■ **Exercise data**
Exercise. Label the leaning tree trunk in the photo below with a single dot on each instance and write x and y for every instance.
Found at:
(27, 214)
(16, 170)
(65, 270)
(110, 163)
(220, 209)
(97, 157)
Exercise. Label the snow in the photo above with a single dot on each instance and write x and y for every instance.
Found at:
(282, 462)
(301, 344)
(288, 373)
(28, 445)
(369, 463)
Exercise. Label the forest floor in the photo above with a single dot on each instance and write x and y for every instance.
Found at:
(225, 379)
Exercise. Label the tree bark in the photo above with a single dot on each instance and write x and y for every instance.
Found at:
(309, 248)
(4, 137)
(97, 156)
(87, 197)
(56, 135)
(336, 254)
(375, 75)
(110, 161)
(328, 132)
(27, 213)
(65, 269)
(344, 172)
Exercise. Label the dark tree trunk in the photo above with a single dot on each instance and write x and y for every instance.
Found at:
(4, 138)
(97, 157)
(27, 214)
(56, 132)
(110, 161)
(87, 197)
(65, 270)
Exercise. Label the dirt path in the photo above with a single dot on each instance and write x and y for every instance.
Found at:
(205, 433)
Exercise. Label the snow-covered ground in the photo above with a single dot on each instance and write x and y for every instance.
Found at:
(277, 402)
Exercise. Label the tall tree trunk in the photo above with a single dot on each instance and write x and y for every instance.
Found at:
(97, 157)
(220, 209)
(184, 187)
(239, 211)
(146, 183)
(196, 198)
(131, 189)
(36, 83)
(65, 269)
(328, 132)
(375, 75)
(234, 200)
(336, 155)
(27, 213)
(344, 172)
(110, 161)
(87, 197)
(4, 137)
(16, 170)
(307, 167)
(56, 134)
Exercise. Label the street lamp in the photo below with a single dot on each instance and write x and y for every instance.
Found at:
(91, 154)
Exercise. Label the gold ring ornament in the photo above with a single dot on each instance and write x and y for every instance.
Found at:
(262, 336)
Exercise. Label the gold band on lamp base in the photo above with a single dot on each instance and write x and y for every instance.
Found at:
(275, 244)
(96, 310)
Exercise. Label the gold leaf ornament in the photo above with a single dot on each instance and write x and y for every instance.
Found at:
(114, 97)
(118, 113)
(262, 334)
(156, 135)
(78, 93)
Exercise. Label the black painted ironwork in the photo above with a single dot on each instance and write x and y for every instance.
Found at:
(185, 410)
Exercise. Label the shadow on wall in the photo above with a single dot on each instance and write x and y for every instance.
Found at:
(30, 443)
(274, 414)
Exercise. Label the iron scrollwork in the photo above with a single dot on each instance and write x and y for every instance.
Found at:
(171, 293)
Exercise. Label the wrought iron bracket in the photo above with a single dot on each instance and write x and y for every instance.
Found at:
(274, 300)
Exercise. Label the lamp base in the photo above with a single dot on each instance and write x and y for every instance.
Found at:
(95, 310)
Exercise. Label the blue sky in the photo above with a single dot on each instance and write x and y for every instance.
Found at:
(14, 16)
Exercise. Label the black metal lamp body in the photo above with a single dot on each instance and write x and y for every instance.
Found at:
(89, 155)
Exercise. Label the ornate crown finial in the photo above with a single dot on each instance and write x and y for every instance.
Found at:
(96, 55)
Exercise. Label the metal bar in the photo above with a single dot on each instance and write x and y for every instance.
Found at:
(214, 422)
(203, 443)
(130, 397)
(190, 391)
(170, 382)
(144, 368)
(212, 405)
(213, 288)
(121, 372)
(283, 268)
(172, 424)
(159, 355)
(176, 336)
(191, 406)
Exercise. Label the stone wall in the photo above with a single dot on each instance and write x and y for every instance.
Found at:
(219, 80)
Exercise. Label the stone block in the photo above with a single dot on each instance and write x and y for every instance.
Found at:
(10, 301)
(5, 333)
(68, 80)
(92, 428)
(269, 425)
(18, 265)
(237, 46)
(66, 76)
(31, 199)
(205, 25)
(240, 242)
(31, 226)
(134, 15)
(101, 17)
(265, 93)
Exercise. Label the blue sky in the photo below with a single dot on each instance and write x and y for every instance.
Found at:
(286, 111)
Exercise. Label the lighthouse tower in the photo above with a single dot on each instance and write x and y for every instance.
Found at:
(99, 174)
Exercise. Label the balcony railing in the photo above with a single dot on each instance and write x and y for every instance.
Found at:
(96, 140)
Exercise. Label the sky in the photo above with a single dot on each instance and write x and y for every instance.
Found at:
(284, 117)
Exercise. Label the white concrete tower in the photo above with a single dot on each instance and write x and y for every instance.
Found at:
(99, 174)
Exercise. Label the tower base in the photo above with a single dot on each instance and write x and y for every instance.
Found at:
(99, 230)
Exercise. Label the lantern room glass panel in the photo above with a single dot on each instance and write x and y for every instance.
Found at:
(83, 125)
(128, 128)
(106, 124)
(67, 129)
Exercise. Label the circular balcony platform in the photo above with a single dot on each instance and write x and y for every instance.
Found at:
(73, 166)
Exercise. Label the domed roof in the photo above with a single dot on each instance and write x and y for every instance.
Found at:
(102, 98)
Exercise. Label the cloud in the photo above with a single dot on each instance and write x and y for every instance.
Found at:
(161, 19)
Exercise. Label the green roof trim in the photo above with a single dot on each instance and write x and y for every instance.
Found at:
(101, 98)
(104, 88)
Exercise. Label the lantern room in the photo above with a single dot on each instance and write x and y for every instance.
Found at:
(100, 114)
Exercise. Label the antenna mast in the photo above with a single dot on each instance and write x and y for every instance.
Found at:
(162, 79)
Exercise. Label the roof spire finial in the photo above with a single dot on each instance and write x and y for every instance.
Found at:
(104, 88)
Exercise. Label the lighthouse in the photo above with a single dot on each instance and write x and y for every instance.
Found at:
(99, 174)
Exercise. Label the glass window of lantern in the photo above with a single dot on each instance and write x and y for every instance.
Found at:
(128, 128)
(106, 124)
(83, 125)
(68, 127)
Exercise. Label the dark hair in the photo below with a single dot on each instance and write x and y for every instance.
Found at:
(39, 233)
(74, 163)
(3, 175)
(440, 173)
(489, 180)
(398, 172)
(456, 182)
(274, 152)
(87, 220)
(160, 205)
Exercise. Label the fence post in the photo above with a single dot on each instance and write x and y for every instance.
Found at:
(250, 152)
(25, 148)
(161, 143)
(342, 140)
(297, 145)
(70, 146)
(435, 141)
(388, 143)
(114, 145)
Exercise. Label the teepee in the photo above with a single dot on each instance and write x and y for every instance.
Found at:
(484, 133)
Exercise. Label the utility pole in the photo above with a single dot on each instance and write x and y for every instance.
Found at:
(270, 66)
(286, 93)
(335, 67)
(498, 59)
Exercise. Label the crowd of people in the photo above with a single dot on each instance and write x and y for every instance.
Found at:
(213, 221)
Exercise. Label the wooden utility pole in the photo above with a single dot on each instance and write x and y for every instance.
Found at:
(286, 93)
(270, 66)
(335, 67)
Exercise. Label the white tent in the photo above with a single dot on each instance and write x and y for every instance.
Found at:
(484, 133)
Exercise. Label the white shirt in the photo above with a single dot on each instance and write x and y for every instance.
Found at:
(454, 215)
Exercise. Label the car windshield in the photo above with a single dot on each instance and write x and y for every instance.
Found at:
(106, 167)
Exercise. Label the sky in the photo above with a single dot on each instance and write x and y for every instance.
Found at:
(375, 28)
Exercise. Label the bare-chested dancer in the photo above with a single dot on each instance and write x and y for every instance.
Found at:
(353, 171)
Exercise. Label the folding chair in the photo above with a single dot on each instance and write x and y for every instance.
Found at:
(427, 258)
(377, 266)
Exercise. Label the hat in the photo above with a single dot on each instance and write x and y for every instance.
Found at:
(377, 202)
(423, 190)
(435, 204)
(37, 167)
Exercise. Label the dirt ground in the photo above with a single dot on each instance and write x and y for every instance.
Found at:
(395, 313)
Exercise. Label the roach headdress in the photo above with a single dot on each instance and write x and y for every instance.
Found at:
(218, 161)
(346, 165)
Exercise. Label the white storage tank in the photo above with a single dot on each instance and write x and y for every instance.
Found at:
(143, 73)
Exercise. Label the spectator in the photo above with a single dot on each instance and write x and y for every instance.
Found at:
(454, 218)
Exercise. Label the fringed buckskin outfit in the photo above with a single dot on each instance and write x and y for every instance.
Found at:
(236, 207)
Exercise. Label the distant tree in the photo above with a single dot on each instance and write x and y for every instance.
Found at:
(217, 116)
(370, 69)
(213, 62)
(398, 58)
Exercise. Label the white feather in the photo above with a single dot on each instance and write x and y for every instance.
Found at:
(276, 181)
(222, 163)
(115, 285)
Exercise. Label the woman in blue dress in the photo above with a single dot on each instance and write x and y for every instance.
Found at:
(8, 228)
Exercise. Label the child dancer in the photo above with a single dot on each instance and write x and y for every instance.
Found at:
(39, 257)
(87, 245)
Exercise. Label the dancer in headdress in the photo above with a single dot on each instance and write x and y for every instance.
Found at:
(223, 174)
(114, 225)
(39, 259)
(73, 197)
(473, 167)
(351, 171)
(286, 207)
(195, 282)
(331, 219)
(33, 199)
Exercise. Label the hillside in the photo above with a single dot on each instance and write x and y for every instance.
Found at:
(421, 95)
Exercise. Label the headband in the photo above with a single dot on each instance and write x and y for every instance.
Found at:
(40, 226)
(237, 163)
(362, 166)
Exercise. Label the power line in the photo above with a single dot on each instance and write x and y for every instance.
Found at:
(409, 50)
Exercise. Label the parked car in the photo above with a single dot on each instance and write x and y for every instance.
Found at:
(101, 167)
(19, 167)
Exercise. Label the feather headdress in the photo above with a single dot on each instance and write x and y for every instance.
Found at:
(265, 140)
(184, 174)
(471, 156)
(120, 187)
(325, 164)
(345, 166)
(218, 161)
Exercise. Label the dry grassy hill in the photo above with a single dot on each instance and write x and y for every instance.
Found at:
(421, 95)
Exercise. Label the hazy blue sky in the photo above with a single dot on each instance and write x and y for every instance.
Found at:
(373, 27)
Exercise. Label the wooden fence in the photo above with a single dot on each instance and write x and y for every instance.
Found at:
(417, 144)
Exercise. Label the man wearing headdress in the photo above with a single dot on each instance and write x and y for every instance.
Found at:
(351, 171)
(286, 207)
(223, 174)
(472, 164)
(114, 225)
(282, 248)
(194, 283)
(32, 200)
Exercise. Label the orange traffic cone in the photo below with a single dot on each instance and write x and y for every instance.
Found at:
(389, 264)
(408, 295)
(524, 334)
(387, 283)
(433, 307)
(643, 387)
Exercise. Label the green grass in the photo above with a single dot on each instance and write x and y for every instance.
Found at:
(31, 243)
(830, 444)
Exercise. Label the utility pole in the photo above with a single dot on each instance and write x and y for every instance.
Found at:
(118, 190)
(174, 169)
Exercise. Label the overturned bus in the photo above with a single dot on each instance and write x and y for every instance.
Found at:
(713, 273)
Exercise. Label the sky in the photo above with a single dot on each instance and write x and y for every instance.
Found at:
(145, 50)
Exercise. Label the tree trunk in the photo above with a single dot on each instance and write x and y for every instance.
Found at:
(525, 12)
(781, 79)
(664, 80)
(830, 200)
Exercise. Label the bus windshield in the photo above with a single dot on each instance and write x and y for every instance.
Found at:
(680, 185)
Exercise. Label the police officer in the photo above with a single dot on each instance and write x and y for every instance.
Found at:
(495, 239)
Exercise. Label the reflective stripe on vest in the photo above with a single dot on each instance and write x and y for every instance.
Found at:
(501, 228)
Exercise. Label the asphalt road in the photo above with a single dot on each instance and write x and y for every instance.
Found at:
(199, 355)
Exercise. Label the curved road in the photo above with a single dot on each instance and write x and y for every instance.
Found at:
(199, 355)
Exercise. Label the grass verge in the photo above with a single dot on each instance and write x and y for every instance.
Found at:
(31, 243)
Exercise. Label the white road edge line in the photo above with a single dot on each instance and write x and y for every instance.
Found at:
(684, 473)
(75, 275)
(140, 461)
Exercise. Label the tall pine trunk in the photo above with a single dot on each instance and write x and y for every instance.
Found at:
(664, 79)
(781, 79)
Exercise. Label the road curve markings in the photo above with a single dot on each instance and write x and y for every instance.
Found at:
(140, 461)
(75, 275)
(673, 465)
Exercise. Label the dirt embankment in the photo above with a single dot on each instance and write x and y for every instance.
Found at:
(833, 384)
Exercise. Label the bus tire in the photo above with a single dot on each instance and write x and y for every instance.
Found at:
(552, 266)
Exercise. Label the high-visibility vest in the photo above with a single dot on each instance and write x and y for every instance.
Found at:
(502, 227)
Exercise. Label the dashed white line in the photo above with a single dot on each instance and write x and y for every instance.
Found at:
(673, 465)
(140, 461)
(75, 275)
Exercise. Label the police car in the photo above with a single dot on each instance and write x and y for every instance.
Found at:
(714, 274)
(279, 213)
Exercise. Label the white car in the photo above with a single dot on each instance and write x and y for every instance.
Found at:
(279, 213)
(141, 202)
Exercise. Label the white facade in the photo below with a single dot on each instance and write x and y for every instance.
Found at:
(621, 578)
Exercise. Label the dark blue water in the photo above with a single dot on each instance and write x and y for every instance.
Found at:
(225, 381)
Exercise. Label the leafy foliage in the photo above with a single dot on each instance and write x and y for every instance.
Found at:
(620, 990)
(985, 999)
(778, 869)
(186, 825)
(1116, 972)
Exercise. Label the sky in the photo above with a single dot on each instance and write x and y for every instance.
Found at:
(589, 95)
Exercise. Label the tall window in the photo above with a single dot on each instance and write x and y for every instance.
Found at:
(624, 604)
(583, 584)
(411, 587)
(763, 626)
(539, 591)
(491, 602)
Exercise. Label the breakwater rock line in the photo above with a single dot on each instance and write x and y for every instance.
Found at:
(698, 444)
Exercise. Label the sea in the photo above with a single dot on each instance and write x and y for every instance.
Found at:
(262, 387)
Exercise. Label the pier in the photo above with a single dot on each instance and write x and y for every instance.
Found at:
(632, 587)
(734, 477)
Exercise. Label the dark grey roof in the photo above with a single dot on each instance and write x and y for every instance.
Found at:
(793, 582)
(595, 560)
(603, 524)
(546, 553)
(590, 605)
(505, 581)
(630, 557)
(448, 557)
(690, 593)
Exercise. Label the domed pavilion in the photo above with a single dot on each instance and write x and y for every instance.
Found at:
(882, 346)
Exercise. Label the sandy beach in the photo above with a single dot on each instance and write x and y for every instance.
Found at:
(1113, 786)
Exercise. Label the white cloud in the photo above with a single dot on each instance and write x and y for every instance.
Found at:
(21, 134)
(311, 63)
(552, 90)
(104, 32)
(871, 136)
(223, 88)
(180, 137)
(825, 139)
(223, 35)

■ **Directions for this task**
Check every line of the data and give the number of them that hold the string "tower", with no other words.

■ **Answer to the exercise**
3